** Start DATASET ENTRIES **

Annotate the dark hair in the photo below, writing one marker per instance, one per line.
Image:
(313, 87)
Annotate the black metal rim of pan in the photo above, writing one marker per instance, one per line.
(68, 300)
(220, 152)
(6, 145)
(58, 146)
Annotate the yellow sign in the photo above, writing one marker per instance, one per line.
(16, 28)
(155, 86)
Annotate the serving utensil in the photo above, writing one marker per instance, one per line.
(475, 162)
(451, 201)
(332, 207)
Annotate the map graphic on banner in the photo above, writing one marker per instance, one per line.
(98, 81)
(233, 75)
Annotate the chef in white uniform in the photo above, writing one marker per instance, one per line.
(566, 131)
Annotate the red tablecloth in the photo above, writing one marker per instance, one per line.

** End DATASET ENTRIES **

WRITTEN TASK: Could you turn the rows above into a JSON list of strings, with one string per line and any blank lines left out?

FINAL ANSWER:
[
  "Annotate the dark hair in the photo below, writing one marker per instance, one per line.",
  "Image:",
  "(313, 87)",
  "Annotate the black metal rim of pan in the photo above, writing one marker per instance, one per line.",
  "(68, 300)",
  "(220, 152)",
  "(6, 145)",
  "(58, 146)",
  "Annotate the yellow sign in the photo above, writing one marker per instance, one per line.",
  "(16, 28)",
  "(155, 86)",
  "Annotate the serving utensil in the photo above, writing one marker per instance, one per line.",
  "(475, 162)",
  "(451, 201)",
  "(332, 207)",
  "Annotate the map graphic on banner in the photo above, writing one marker per instance, one per line.",
  "(98, 81)",
  "(233, 75)",
  "Annotate the chef in white uniform in the photo above, writing one marker per instance, one per line.",
  "(566, 131)",
  "Annotate the red tablecloth in the photo above, writing one marker per instance, one per line."
]